WORK TO COMPLETE: What follows are records. Restate all of them word for word.

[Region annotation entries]
========
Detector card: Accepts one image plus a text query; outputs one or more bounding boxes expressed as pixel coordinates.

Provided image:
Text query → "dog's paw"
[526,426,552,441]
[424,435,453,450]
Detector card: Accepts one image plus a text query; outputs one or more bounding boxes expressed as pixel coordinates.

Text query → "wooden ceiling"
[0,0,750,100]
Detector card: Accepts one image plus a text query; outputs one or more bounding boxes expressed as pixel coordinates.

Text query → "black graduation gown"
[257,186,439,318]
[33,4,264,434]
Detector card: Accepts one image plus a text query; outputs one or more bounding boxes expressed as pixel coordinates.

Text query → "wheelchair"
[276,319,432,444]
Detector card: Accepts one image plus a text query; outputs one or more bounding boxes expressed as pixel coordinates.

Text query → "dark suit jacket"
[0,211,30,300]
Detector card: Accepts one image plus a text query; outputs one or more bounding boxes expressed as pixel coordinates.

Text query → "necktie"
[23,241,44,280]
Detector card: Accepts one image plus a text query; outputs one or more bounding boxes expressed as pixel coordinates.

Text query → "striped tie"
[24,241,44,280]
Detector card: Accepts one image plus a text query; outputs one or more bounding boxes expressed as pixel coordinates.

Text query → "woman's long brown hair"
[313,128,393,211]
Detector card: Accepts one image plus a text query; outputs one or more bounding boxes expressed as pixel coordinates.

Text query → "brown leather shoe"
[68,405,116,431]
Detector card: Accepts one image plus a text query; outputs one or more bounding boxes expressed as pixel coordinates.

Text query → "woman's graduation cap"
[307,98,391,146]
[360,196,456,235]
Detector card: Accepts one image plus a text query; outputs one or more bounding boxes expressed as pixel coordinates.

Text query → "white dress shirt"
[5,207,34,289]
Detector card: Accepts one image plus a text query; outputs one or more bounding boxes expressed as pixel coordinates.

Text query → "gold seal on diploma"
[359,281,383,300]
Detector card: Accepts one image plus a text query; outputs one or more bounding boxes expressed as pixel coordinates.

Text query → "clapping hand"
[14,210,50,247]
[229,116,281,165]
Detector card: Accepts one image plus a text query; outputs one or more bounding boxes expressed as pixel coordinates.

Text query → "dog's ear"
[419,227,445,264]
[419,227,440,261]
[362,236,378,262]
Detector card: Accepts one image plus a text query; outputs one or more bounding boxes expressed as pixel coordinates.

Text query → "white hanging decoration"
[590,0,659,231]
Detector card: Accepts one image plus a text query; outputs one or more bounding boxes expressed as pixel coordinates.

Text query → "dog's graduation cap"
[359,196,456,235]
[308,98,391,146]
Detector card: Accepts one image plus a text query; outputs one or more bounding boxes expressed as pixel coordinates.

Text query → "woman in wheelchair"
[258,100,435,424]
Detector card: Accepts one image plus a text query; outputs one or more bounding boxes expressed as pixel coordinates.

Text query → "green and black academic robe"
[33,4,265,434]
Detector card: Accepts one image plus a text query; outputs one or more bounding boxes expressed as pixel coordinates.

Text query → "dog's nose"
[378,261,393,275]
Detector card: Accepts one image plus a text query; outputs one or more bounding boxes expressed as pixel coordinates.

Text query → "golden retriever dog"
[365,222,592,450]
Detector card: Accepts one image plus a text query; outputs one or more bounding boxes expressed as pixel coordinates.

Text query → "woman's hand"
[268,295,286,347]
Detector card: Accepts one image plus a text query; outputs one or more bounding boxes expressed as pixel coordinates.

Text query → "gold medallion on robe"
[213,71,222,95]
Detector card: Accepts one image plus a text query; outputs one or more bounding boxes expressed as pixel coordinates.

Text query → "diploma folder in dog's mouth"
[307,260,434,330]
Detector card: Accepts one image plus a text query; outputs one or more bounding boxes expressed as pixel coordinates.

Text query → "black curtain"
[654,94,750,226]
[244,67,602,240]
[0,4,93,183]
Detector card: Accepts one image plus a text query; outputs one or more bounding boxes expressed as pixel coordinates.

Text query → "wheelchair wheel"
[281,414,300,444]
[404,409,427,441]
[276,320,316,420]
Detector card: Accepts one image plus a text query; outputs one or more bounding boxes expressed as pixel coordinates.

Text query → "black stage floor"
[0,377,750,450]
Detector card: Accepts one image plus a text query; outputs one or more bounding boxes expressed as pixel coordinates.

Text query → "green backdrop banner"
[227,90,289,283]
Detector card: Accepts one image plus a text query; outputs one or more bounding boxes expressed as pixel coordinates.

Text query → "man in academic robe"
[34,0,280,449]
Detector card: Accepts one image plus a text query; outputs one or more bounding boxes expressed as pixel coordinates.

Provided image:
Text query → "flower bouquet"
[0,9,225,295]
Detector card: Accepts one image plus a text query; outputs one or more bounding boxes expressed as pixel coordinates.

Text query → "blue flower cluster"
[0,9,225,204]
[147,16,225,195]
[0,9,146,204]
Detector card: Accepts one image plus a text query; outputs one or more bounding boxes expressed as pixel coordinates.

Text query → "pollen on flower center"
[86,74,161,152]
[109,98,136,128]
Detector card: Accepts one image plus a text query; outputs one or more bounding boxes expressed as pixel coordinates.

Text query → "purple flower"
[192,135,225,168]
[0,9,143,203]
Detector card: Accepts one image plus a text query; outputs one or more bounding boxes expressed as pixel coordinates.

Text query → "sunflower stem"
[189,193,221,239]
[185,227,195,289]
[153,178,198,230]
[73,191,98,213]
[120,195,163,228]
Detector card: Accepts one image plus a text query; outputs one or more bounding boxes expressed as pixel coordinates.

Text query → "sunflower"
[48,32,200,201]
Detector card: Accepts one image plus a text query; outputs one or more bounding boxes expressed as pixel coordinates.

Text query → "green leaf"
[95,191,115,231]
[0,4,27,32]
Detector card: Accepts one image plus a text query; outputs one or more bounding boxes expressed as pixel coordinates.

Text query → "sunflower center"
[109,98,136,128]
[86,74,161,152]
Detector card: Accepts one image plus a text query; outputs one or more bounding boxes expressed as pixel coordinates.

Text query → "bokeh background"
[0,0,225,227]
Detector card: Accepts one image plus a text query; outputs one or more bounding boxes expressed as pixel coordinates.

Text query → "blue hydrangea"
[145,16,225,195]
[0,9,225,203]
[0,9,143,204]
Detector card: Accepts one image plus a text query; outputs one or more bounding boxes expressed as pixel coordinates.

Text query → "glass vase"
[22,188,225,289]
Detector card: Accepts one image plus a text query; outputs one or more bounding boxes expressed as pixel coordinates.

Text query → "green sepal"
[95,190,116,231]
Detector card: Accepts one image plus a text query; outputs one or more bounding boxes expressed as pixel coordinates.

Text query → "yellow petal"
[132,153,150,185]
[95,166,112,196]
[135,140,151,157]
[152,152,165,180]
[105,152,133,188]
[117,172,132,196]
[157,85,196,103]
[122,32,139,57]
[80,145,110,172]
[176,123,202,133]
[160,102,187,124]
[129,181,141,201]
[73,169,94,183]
========
REPLY:
Detector card: Accepts one image plus a text query; outputs one or more bounding boxes expressed as pixel coordinates.

Provided image:
Text query → "dog's paw"
[526,426,552,441]
[424,435,453,450]
Detector card: Accepts one image plus a text query; outputs one or more bounding boxes expressed as pixel coordinates.

Text query → "wooden ceiling"
[0,0,750,100]
Detector card: Accepts one image plus a text query; outputs one or more bounding boxes expressed as pixel coordinates.

Text query → "black graduation gown"
[257,186,439,318]
[33,4,264,434]
Detector card: Accepts one image plus a text query; outputs one or more bounding boxes expressed as pixel coordinates.

Text query → "wheelchair"
[276,319,432,444]
Detector card: Accepts one image plus a text query; outputs one or more bounding boxes expressed as pixel coordinates.

Text query → "dark suit jacket"
[0,211,30,300]
Detector card: Accepts one image plus a text query; outputs one or more bounding boxes expressed as pixel coordinates.

Text query → "necktie"
[23,241,44,280]
Detector card: Accepts one image plus a text query; outputs one or more bounding boxes expressed as pixel coordinates.

Text query → "striped tie"
[24,241,44,280]
Detector card: Accepts one image plus a text query; outputs one or more bounding boxes expressed as pixel coordinates.

Text query → "woman's long brown hair"
[313,128,393,211]
Detector card: Accepts one image plus a text query; outputs one or more bounding boxes expressed as pixel coordinates.

Text query → "brown leather shoe"
[68,405,116,431]
Detector card: Accepts one image plus a text query; outputs one or more bounding boxes expressed as pixel coordinates.

Text query → "woman's graduation cap"
[307,98,391,146]
[360,196,456,235]
Detector card: Accepts one image plus a text query; outputs one or more bounding boxes expressed as pixel coordinates.

Text query → "white dress shirt"
[5,207,34,289]
Detector card: Accepts one image plus a text query; outputs one or more bounding boxes expressed as pixel coordinates.

Text query → "gold seal on diploma"
[359,281,383,300]
Detector card: Accepts one image plus a text query; outputs one or more bounding boxes expressed as pixel coordinates.

Text query → "clapping hand"
[14,210,50,247]
[229,116,281,165]
Detector card: Accepts one image plus a text query; outputs one or more bounding boxes expressed as pixel coordinates.

Text query → "dog's ear"
[419,227,445,264]
[419,227,440,261]
[362,236,378,262]
Detector card: Accepts one image plus a text query; outputs one or more bounding boxes expressed as pixel coordinates.

Text query → "white hanging decoration"
[590,0,659,231]
Detector card: Accepts one image plus a text query; outputs one or more bounding boxes expressed as pixel coordinates.

Text query → "dog's graduation cap"
[359,196,456,235]
[308,98,391,146]
Detector card: Accepts one image plus a text query; outputs one or more bounding boxes expressed as pixel coordinates.

Text query → "woman in wheelchair"
[258,100,435,424]
Detector card: Accepts one image plus a text query; outputs one or more bounding boxes expressed as pixel coordinates.

Text query → "green and black academic robe"
[33,4,265,434]
Detector card: Accepts one image plus a text query; outputs one or more bounding boxes expressed as pixel coordinates.

Text query → "dog's nose"
[378,261,393,275]
Detector card: Accepts one image plus a text query; outputs one or more bounding boxes expressed as pixel coordinates.

Text query → "golden retriever dog"
[365,222,592,450]
Detector card: Accepts one image plus a text query; outputs one or more bounding boxes expressed as pixel coordinates.

Text query → "woman's hand"
[268,295,286,347]
Detector card: Accepts one image plus a text query; outputs one or more bounding boxes expressed as pixel coordinates.

Text query → "gold medallion on robe"
[213,71,222,95]
Detector card: Accepts one image plus a text query; outputs one or more bounding boxes expressed as pixel coordinates.

Text query → "diploma folder in dog's mouth"
[307,260,434,330]
Detector card: Accepts one image plus a text query; outputs one or more bounding boxes expressed as pixel coordinates.

Text query → "black curtain"
[654,94,750,226]
[244,67,602,240]
[0,4,93,183]
Detector card: Accepts one image plus a text query; outputs one or more bounding boxes expressed as pixel coordinates.

Text query → "wheelchair wheel"
[281,414,300,444]
[404,409,427,441]
[276,320,316,420]
Detector card: Accepts one image plus a text query; outputs one or more bounding boxes expressed as pixel coordinates.

Text query → "black stage floor"
[0,377,750,450]
Detector card: Accepts one image plus a text query; outputs one or more bounding boxes expressed as pixel coordinates.

Text query → "green backdrop banner"
[227,90,289,283]
Detector card: Accepts one image plus a text query; outputs one or more bounding boxes expressed as pixel coordinates.

Text query → "man in academic robe"
[34,0,280,449]
Detector card: Accepts one image plus a text query; outputs one or more bounding boxes expressed as pixel coordinates.

Provided image:
Text query → "flower bouquet"
[0,9,225,295]
Detector card: Accepts one image plus a text query; outputs one or more bounding boxes expressed as pixel coordinates.

Text query → "blue flower cluster"
[0,9,225,204]
[147,16,225,195]
[0,9,146,204]
Detector card: Accepts one image plus a text query; outputs one or more bounding boxes expressed as pixel coordinates.

Text query → "pollen on flower center"
[86,74,161,152]
[109,98,136,128]
Detector card: Accepts one image plus a text query; outputs one or more bounding boxes expressed as pixel coordinates.

Text query → "purple flower"
[192,135,225,168]
[0,9,143,203]
Detector card: Accepts one image plus a text query; outputs one or more bounding boxes expressed as pixel coordinates.

Text query → "sunflower stem"
[189,193,221,239]
[185,227,195,289]
[153,178,198,230]
[73,191,98,213]
[120,195,163,228]
Detector card: Accepts one image plus a text query; outputs one or more bounding boxes expressed as pixel coordinates.

Text query → "sunflower"
[48,32,200,201]
Detector card: Accepts one image plus a text query; outputs one or more bounding boxes expressed as pixel coordinates.

Text query → "green leaf"
[95,191,115,231]
[0,4,27,32]
Detector card: Accepts one image plus a text query; outputs one or more bounding boxes expressed as pixel coordinates.

Text query → "sunflower center"
[109,98,136,128]
[86,74,161,152]
Detector card: Accepts one image plus a text query; outputs one or more bounding boxes expressed as pixel coordinates.

Text query → "bokeh background"
[0,0,225,227]
Detector card: Accepts one image plus a text query; outputs one or more bounding boxes expressed as pixel coordinates.

Text query → "blue hydrangea"
[145,16,225,195]
[0,9,225,203]
[0,9,143,204]
Detector card: Accepts one image plus a text query; outputs one or more bounding boxes expressed as pixel coordinates.

Text query → "glass vase"
[22,188,225,289]
Detector card: Accepts one image plus a text query; outputs one or more bounding boxes expressed as pixel coordinates.

Text query → "green sepal"
[95,190,116,231]
Detector card: Accepts one image plus a text query; outputs one or more bounding boxes expressed as pixel coordinates.

Text query → "yellow petal"
[132,153,150,185]
[95,166,112,196]
[135,140,151,157]
[152,152,165,180]
[105,152,133,188]
[117,172,132,196]
[157,85,196,103]
[122,32,139,57]
[80,145,110,172]
[176,123,202,133]
[160,102,187,124]
[129,181,141,201]
[73,169,94,183]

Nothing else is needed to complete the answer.